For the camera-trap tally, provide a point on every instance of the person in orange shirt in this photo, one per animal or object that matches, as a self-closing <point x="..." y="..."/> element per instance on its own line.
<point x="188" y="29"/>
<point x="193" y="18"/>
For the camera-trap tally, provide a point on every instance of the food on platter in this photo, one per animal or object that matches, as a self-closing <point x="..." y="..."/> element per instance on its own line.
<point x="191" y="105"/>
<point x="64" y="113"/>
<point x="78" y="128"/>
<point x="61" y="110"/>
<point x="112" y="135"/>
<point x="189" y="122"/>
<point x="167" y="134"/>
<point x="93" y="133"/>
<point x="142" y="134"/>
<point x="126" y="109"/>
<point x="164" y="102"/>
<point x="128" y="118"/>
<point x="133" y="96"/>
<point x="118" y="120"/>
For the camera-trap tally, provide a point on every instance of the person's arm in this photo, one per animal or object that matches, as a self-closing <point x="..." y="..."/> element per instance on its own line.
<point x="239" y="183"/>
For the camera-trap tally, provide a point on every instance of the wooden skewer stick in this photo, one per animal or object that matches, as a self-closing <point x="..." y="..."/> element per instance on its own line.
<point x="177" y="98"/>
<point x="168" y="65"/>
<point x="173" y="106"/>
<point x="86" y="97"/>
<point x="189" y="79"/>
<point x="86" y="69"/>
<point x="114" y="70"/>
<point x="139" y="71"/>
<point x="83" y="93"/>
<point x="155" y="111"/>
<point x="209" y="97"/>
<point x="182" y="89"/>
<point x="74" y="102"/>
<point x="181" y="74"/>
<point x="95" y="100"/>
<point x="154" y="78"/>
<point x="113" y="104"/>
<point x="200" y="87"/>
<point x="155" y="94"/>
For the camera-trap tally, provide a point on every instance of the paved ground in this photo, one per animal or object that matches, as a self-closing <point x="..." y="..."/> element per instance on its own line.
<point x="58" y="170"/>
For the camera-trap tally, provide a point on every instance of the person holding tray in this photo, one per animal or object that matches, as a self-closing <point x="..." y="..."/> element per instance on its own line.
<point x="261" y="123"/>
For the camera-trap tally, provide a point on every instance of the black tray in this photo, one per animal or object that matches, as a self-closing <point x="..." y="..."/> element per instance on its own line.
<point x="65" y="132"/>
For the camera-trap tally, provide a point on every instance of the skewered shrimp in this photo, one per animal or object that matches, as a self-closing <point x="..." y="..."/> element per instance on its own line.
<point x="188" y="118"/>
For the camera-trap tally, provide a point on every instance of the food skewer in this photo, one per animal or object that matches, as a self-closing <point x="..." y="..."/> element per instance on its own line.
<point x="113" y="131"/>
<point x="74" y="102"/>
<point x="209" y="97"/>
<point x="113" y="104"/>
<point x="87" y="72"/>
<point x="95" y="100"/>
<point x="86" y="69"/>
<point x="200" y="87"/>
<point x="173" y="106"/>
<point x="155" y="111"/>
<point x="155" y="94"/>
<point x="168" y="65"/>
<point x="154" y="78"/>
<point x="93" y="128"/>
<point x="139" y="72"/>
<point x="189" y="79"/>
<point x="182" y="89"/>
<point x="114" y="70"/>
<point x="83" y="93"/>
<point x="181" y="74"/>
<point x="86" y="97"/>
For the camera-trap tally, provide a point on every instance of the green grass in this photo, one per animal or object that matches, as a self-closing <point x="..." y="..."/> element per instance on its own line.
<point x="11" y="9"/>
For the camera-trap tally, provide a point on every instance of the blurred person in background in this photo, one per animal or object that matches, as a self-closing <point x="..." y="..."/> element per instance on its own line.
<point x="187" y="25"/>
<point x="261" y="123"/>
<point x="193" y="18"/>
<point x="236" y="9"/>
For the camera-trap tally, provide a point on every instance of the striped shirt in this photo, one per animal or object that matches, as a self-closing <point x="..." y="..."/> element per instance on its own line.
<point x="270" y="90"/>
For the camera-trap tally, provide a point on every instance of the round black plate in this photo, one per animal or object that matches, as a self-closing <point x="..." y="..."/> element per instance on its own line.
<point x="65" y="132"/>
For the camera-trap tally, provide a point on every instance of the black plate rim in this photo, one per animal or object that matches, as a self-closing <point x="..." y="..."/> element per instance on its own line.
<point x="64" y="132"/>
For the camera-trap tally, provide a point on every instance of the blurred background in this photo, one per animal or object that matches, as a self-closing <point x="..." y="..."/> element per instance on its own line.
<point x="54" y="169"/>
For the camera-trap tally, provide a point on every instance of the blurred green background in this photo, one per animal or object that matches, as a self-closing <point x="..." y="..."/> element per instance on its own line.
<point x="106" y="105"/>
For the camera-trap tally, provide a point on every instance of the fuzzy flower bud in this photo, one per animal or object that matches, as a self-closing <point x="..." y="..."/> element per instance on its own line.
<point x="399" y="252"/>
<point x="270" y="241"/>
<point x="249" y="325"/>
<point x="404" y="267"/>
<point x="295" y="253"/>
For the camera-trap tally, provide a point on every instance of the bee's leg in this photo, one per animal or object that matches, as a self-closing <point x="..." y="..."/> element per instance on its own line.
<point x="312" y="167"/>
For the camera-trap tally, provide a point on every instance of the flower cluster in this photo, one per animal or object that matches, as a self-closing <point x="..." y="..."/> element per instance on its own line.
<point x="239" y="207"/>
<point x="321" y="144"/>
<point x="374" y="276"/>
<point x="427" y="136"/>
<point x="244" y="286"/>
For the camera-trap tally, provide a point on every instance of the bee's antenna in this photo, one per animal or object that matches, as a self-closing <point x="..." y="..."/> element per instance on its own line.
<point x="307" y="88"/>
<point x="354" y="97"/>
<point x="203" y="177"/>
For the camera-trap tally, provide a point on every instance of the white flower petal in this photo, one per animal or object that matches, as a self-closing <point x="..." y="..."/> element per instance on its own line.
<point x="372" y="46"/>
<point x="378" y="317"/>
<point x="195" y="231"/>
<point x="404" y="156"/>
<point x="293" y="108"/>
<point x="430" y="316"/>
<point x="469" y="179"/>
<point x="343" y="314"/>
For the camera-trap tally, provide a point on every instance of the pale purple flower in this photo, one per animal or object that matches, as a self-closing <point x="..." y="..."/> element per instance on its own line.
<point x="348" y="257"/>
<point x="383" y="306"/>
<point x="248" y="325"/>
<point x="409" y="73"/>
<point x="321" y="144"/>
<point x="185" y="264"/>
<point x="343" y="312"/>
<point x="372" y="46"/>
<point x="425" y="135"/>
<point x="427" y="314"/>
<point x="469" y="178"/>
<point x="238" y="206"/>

----------

Copy only this span: the line that contains "of the pale", the last line, and every line between them.

▸ **Solution to this exercise**:
For the camera-trap tally, provide a point on every instance of the pale purple flower in this photo, one per animal or object that matches, as a self-closing <point x="..." y="..."/> element per instance on its own line.
<point x="348" y="257"/>
<point x="383" y="306"/>
<point x="248" y="325"/>
<point x="409" y="73"/>
<point x="321" y="144"/>
<point x="185" y="264"/>
<point x="343" y="312"/>
<point x="372" y="46"/>
<point x="425" y="135"/>
<point x="427" y="314"/>
<point x="469" y="178"/>
<point x="238" y="206"/>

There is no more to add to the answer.